■ **What to do**: Restate all entries word for word, minus pictures.

Excerpts from a dataset
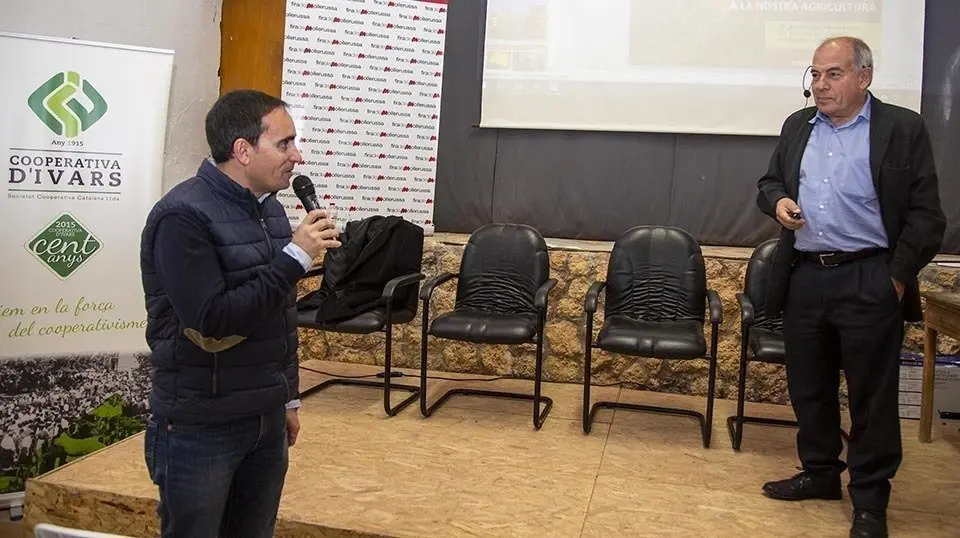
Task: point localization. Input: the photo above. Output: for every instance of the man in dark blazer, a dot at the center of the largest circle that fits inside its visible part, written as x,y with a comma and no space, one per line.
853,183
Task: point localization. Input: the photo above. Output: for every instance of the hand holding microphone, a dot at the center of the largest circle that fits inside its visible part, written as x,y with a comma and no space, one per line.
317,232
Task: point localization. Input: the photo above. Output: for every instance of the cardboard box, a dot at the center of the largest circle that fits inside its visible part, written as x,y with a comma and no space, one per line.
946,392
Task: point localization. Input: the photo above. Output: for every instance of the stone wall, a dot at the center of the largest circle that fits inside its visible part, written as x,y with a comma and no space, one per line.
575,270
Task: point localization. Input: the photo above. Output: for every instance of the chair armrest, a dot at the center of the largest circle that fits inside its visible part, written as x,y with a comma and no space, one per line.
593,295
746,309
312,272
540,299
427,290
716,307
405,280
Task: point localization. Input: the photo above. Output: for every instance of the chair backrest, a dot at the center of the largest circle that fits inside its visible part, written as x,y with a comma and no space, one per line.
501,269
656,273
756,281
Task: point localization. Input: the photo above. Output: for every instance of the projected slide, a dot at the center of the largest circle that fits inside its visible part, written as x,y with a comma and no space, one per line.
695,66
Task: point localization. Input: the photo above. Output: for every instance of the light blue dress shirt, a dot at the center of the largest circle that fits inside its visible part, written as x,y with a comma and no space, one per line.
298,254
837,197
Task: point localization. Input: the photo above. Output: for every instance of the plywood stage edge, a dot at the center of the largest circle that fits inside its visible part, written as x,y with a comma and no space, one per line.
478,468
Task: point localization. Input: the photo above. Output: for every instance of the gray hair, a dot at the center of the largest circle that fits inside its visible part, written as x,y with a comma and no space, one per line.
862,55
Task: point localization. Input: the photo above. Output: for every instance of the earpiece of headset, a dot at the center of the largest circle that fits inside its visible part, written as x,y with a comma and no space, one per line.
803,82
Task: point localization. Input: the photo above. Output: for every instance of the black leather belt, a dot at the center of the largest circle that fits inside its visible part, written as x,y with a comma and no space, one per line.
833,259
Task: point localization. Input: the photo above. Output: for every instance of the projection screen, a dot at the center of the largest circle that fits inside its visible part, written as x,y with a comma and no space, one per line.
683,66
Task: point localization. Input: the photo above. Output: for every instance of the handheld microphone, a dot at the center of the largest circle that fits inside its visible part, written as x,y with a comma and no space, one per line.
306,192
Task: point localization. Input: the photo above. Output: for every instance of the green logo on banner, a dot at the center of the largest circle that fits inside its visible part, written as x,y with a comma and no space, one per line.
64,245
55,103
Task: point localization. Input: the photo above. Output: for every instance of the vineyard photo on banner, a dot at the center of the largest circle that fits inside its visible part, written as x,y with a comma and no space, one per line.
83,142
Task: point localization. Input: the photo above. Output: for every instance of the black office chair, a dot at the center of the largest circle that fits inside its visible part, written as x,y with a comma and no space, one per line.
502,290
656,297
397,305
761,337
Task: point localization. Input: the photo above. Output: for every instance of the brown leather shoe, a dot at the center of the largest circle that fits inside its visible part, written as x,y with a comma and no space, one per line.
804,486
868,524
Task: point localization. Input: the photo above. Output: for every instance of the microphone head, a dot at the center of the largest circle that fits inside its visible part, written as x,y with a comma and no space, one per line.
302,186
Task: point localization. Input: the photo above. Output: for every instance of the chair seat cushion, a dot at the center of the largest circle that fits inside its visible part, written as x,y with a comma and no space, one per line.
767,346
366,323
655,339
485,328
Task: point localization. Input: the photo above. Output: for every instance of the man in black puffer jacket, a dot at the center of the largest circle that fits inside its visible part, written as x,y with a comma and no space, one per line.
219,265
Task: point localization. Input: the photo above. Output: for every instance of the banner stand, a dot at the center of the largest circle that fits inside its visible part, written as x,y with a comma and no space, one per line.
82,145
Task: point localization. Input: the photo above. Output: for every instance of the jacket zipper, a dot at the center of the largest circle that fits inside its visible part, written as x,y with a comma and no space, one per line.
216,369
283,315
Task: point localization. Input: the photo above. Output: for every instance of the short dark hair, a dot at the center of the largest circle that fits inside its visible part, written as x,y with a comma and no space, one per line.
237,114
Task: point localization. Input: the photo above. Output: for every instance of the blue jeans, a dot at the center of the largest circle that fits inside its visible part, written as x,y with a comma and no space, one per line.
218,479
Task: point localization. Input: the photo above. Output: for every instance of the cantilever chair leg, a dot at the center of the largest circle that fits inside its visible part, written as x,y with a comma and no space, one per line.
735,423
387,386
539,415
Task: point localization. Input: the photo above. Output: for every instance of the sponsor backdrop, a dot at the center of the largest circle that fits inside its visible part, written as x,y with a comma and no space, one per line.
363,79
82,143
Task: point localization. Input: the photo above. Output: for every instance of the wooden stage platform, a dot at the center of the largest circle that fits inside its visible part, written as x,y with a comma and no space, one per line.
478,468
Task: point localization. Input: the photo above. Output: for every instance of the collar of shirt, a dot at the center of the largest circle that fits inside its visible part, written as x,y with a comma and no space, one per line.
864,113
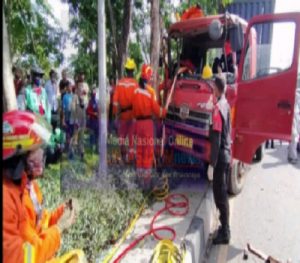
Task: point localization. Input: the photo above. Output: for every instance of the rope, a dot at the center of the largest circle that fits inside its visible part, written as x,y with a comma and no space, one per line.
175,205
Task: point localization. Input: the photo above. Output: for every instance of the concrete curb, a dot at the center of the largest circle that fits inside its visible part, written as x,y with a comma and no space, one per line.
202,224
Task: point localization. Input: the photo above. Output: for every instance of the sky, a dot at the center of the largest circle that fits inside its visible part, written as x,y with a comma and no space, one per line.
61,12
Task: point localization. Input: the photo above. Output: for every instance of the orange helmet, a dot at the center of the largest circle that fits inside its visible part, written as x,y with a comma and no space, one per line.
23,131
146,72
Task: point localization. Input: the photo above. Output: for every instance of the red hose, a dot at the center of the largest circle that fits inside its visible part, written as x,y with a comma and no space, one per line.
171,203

■ **Completed task**:
Task: point localization. Input: the photo above. Output: for every instance of the man in dark blazer, a dot at the center of the largest circle that fits inside its visible part, written as x,y with a comma and no space, one per line.
853,183
Task: point localization. Input: the photo above. Output: for every instance of the hand holding microphone, a dot at the center of the largest circle that fits inside its visible part, written as x,y with a comma and no space, one per line.
317,232
Task: point localization. Input: the photo above. Output: for every instance of the cardboard box, a dot at the center of the largest circle that fits inside its visible part, written as x,y with a comma and no space, one per line.
946,392
Task: point localization. Input: the photo above. Output: for every instance of the stone wall, a dot at the center of the largest circle that fits inside its visible part, written as x,y with a comma and no space, one per line.
575,270
Task: point localization. Input: the photo above. Output: for every instance of the chair armrest, a dot at the center of the largest circle that fits inside its visible part, written as x,y with a comma and no space, one per line.
593,295
746,309
312,272
540,299
427,290
716,307
405,280
Task: point localization. Input: the photo above. Output: for every instance of the chair backrest, a dot at the center of the largest circle that fits inside its visible part, written as x,y with a comma and no space, one per line.
501,269
656,273
756,281
Task: point localization. Input: the photo above. Output: for every instance of the projected slide, a dot at the center of the largest circle that fits inside its visible part, written as x,y with a comma and no space, one per line.
695,66
Task: point localization. Input: the photo above. Output: for every instance of the light blue dress shirt, a dot at the center of the largest circle that fits inside its visible part, written as x,y with a comma and no space, one per line.
298,254
837,197
Task: point localization. Input: the photo above. Output: for every instance of the plywood stage edge, a dot at the center of the largest circle that fits inside its visible part, written as x,y with a comma and no space, one per line.
478,468
Task: point localization. Input: the photo above. Output: for every instance of the gray hair, a dot at the center of the largest circle that fits inside its visible part, written as x,y with a comma and no space, one per line.
862,55
Task: point localization. Input: the photo above. Output: for every instance of the earpiece of headset, a dot at the center of the largest circle that fits inside its visible part, written as x,y with a comma and no space, one per line.
803,82
Task: point localization. Input: the photo above. Output: for every instance of the black leather belt, a dot at the center of the largest circle that fits inside its visible part, written as x,y with a comma and no space, one per line.
833,259
Task: point localization. Input: the photo above. Output: for every instance of the projection screen, a dot at the center of the largest circle that fits inside its visible part, written as x,y with a comma and no space, one per line.
683,66
Task: point localization. Input: the photo above. Output: for every instance of the handheld microphone, a dot at the center of the largest circle that fits inside its visible part, written as x,y with a comma and no space, one per line.
306,192
Task: point localization. Input: the photo above. Output: for every instance of the green logo on banner, a dot at the center of the largest circle that fits inside its visible part, written as x,y with a comma and no space, one per line.
64,245
55,103
Task: point localization. Input: the photo above. Output: for every instance of the vineyard photo on banner, a dot at the center of the largest circle that fits inside its visible part, written as x,y with a comma and no space, one per line.
83,142
Task: point localization. Input: the photo above. Output: for every instance of the black office chair, a dot at the center of the largest circle that fits inside its visible part, written as x,y with a comma and no space, one per line.
502,290
656,297
397,305
761,337
Task: point localization. Input: the photo above. Output: for every instance of the brown leather shoe, a dot at the center of the largest circle that fits inside its visible part, written as x,y with a comma and no space, one per line.
804,486
868,524
Task: point localization. Input: the photo above. Output: for every instance of the microphone head, a dot at the center of the largest circle that fits inside its visible part, written as x,y with a comma and no space, one per line.
302,186
Task: point localization. Input: the photo above. Output: for every instance of the chair seat cushion, a dot at the center of the largest circle that fits inside its visible part, written as x,y with a comma and no space, one per line.
767,346
366,323
655,339
485,328
Task: point localization. Input: the photo above. Output: for every instance of the man in black puffer jacket, a dot at the center of the largest circle that fits inside its visible part, written as x,y with a comma and no space, one per line.
219,265
Task: point localization. Input: the photo above. Output: for every instance of the banner stand, a dot at the center of the largest circle that fits inside its visible part, written as x,y with a comma and no space, one per line.
82,145
Task: point localization. Input: the photo above. Output: for every instance of the jacket zipper, a dot at the center of the largest circle that fits inside its visible part, written as x,y with a comma and no space, one per line.
216,369
283,315
Task: point localization. Input: the photo above. Output: for every instance of the short dark hair, a dot at the center of the largest circle that fits inside its visible part, written as x,y with a comma and no space, one per line.
237,114
Task: point localization. Input: the photo above. Output: for every instance of the blue jeans, a dot at the center of the largest circle that fits inside its visible part, written as x,y with a comma and no space, one per line.
218,479
Task: point localization. Input: the photo above. Output: for every instance of the cantilever chair leg, a dot at the center of the largest circle that fits inside its visible part, written as x,y with a comma and no space, one per line.
735,423
387,386
539,415
Task: point localization. Input: the photo above. Output: for every instance of the sponsor backdrop, a dot at the center of the largest circle that fits inside its visible part, written as x,y with a comma and no space, one per line.
363,79
82,143
Task: point localization. Input: the photo above. Output: for every instance of the wooden stage platform, a dot at the center of the largest circle that fits inside its visible part, written as x,y with a comma and no space, one per line.
478,468
Task: point localization. Input: the photo above. Output: for every instance of the collar of shirt, a dot at the center of the largest circle that fits inside its visible part, written as x,y with a comma and no space, one per line.
864,113
Task: point localization. Input: the photo above. Output: for every instance of the rope, a dot at the center of the largest circle that fits inside its visible part, written as x,y with a comma and no space, one per line.
175,205
Task: point localization. Input: the photo above. Output: for every instance of the concrete curb, a dot at the center of the largest circle that fits inside its visible part, written as x,y with a comma and no space, one per line.
202,224
Task: point localization. Input: the photo above. Output: for every instance of the sky, a dot at the center of the largest circle that fits inside its visible part, written as x,y with a comma and no space, one per line.
61,12
Task: point localization. Input: the photo above. Output: for every instance of the orange helmet, a dot at the center of the largest circle that fits inside its visible part, written as x,y with a comma and no space, one per line.
23,131
146,72
Task: point localization. Input: the photo above. Output: for every instance of the red hose, a dot at the center of the largest circle that fits inside its visible part, written as x,y with a comma and no space, one per line.
171,203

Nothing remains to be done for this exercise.